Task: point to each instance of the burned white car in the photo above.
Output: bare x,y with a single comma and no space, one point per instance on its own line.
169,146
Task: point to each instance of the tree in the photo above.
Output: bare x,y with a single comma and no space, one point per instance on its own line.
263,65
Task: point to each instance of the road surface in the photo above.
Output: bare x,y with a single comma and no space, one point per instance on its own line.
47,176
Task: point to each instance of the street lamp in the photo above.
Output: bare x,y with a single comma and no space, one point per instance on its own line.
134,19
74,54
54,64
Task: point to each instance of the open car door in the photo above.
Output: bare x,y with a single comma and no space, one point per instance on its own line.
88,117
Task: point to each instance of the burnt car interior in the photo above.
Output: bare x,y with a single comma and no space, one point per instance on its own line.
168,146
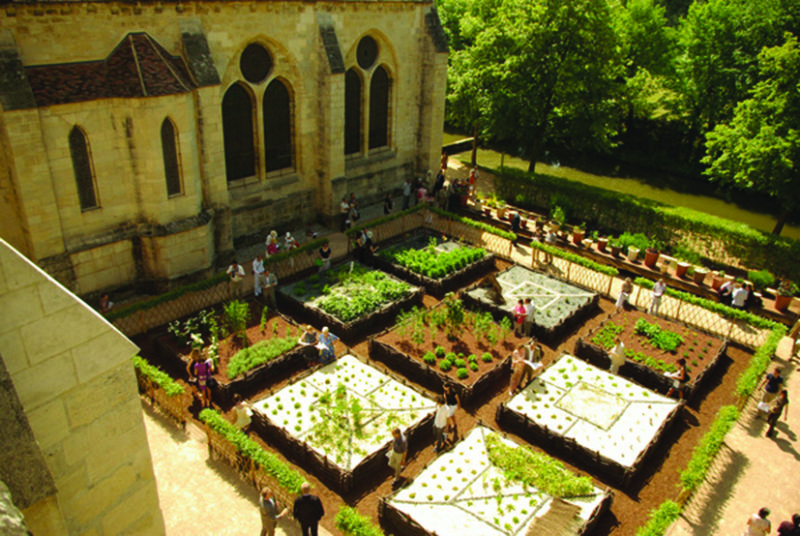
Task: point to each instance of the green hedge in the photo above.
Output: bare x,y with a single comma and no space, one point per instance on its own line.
715,307
288,478
705,451
660,519
624,212
157,376
749,379
351,523
575,258
173,294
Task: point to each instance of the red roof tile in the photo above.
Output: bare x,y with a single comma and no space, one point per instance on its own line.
137,67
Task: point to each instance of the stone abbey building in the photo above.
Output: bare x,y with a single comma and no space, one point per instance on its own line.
141,142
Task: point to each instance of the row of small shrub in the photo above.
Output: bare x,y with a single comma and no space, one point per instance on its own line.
157,376
287,478
668,224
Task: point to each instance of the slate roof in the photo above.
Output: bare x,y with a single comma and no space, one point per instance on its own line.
137,67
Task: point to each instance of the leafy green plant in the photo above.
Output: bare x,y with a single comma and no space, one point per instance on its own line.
350,523
157,376
535,469
289,479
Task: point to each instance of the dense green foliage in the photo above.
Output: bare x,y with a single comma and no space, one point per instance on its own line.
431,262
350,523
288,478
662,339
705,451
157,376
260,353
536,469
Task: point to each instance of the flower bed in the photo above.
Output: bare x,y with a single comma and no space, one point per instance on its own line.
648,358
448,344
440,265
606,422
470,491
347,297
337,420
559,306
271,350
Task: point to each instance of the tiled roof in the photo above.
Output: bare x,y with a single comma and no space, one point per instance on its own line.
138,67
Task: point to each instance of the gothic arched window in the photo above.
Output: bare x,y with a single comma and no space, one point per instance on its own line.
238,133
277,126
379,89
84,171
352,112
169,149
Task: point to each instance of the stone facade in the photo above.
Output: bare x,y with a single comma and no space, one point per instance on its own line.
185,57
75,389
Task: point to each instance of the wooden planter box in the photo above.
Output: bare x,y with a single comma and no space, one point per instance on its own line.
591,461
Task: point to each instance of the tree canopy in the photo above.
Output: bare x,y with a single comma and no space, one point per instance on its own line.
760,147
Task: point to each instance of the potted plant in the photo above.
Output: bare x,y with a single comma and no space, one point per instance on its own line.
786,292
700,274
578,232
652,253
558,218
616,246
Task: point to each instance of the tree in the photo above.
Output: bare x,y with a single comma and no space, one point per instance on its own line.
759,148
535,71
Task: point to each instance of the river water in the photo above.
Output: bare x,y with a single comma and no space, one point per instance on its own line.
637,187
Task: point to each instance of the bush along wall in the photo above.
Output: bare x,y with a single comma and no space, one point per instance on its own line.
719,239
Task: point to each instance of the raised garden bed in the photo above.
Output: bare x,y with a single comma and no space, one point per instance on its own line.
559,306
646,362
604,422
347,298
276,329
336,421
478,350
437,263
467,491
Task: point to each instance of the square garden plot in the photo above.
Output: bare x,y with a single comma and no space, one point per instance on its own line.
436,262
653,346
337,421
465,492
607,423
558,305
347,297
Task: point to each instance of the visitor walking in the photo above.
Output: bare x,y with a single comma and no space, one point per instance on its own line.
453,402
440,424
235,276
658,292
308,510
779,407
258,275
617,355
268,507
324,257
758,524
397,457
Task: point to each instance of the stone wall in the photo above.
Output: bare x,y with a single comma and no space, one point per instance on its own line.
72,373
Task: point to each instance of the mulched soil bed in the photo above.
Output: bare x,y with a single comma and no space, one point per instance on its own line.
699,362
631,505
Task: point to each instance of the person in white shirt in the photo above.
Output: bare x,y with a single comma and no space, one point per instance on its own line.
658,292
235,276
617,356
258,275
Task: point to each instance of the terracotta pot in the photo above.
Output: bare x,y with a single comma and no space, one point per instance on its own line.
651,257
782,302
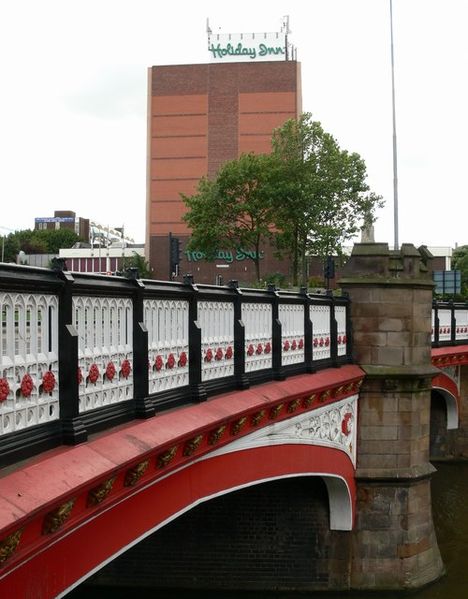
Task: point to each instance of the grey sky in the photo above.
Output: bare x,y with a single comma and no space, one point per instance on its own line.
73,100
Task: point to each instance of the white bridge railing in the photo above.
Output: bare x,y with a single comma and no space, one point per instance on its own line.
449,323
80,353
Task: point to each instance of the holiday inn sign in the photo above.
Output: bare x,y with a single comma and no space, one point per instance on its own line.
236,47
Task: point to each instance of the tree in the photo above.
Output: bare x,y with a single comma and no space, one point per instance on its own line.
460,262
322,198
234,210
46,241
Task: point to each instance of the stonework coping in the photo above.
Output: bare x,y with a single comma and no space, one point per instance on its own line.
376,264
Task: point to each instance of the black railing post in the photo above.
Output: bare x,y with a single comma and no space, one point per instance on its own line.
197,389
348,329
308,333
277,342
436,324
453,324
333,331
73,429
144,407
239,340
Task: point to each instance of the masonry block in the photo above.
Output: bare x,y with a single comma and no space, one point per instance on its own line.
394,544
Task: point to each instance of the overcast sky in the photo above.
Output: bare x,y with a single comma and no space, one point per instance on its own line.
73,100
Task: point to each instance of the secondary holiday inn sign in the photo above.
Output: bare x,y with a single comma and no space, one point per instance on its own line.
241,47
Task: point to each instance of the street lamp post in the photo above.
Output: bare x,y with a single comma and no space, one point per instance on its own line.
395,167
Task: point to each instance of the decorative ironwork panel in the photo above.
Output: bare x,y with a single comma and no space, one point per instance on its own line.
340,316
105,350
216,320
292,333
29,393
320,317
461,330
333,425
257,319
167,321
445,324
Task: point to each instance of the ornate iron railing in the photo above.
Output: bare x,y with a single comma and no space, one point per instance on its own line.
449,323
80,353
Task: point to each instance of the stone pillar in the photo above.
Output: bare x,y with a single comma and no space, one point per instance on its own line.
394,544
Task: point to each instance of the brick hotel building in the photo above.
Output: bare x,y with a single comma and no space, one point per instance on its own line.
200,116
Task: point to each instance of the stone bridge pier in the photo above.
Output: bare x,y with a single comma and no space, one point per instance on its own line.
394,543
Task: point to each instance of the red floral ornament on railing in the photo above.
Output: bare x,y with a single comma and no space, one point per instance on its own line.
4,389
26,385
48,381
346,424
110,371
126,368
93,373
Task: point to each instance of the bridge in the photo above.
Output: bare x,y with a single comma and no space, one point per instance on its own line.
130,401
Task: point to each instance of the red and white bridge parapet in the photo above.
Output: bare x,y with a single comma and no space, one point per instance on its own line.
449,323
61,516
449,359
81,353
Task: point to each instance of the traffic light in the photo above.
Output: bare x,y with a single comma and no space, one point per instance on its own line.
174,255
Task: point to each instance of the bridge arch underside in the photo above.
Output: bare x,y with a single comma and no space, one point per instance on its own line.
73,557
274,535
443,424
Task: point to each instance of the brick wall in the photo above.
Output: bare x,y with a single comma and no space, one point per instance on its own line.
200,116
272,536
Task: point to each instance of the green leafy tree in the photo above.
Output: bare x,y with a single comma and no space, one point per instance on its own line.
10,248
322,198
235,209
460,262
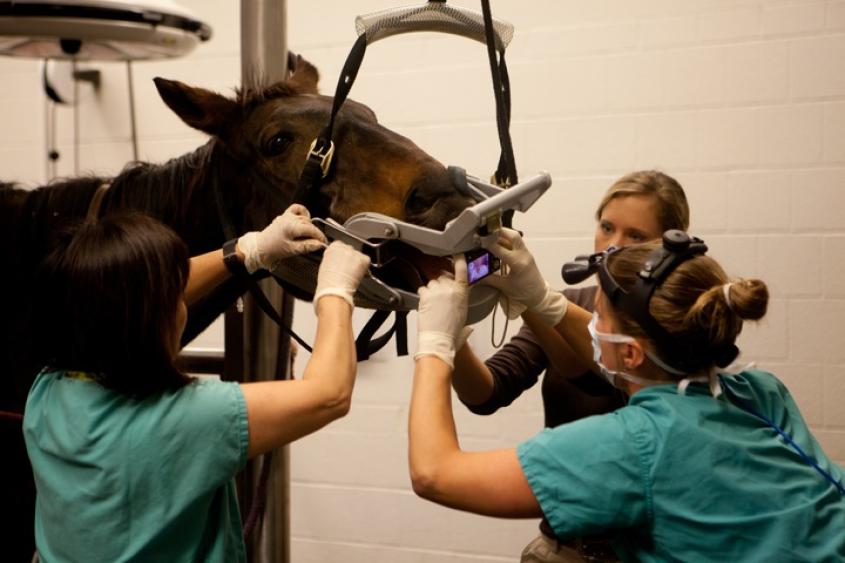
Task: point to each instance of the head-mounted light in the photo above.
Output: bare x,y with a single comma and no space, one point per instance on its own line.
677,247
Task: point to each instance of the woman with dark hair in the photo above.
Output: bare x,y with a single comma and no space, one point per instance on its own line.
701,464
636,208
133,459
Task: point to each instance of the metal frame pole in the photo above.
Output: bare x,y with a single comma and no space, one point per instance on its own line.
265,349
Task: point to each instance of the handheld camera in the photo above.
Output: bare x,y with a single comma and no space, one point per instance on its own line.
480,264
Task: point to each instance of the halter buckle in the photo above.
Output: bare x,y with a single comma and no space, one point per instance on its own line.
325,154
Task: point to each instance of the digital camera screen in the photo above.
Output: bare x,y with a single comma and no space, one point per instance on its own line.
478,268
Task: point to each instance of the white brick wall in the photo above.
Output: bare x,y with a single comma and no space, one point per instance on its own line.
742,100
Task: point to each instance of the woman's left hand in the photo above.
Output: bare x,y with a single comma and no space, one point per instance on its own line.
442,313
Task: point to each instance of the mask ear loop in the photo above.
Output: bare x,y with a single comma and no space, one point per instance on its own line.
504,330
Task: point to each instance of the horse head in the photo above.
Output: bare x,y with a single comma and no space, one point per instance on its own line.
268,133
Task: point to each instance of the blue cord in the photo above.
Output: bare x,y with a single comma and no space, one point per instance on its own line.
810,461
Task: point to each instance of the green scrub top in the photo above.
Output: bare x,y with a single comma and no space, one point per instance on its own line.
691,478
122,479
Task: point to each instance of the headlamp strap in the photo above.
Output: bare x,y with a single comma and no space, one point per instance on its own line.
677,248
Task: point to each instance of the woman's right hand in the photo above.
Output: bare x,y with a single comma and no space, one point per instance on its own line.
522,281
341,271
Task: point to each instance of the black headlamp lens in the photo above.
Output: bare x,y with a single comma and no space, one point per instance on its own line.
577,271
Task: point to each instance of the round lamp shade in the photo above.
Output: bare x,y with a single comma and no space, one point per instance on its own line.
98,30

-- -- --

Можете дословно повторить записи, начиная со строки, в которой есть «Task: point to each instance of the handheld», и до самого конца записей, включая и первую, и последнюю строку этой части?

Task: point to each instance of the handheld camera in the photo above.
Output: bare x,y with a single comma and no space, one point per instance on its own line.
480,264
Task: point to each instance of the halter buckle in the photo above.
Output: bare x,y with a single comma and no space, one point per instance on its own line.
325,154
Task: point to each instance of the digital camera screen in the photo above.
Output: bare x,y with a single comma and no space, one point per instance on its own line.
478,268
Task: point to each instance of the white brick wall in the photo above.
Output: bare x,y with a single comma and no space, one point per instance on its own line.
742,100
Task: point to each instance of the woman's left hand in the photo above.
Output: bare x,y with a single comma and no space, one point per instance on its own line.
442,313
Task: point to each instance of the mask ear loop in the photo above.
Output: bare x,y with a single comma and no space, one point per instance on its own line.
504,330
Task: point to each instance of the horse head in the photo above.
Output: bare x,y with a single comma and no space, one point per instance on its own line.
268,133
Task: point to each instance of the blue cord in the photo above.
Output: bare x,y with a single comma and no space, one point per instance on its own line.
810,461
Task: point to each instance of the green scrub top in the photo above.
Output: bare x,y with a single comma and no space, one point per instance on its own line.
691,478
122,479
Task: point to each instance of the headlamp strap in the photo above.
Output: bare x,y with a single comma and no space, one point per instance on its own line.
677,248
Task: point to each instance of the woman's right hand in the photo above.
Output: bare x,y with a single comma and no space, one point per instance on its own line.
522,281
341,271
Task: point to each instance of the black headlamp lens in the photo above.
Output: bare x,y with a single comma and no space, one point per instance on its own line.
577,271
Task: point to each instance of the round lamp shade in the photo above.
Output: bare x,y with a single comma and no space, one point per instance on its own line.
98,30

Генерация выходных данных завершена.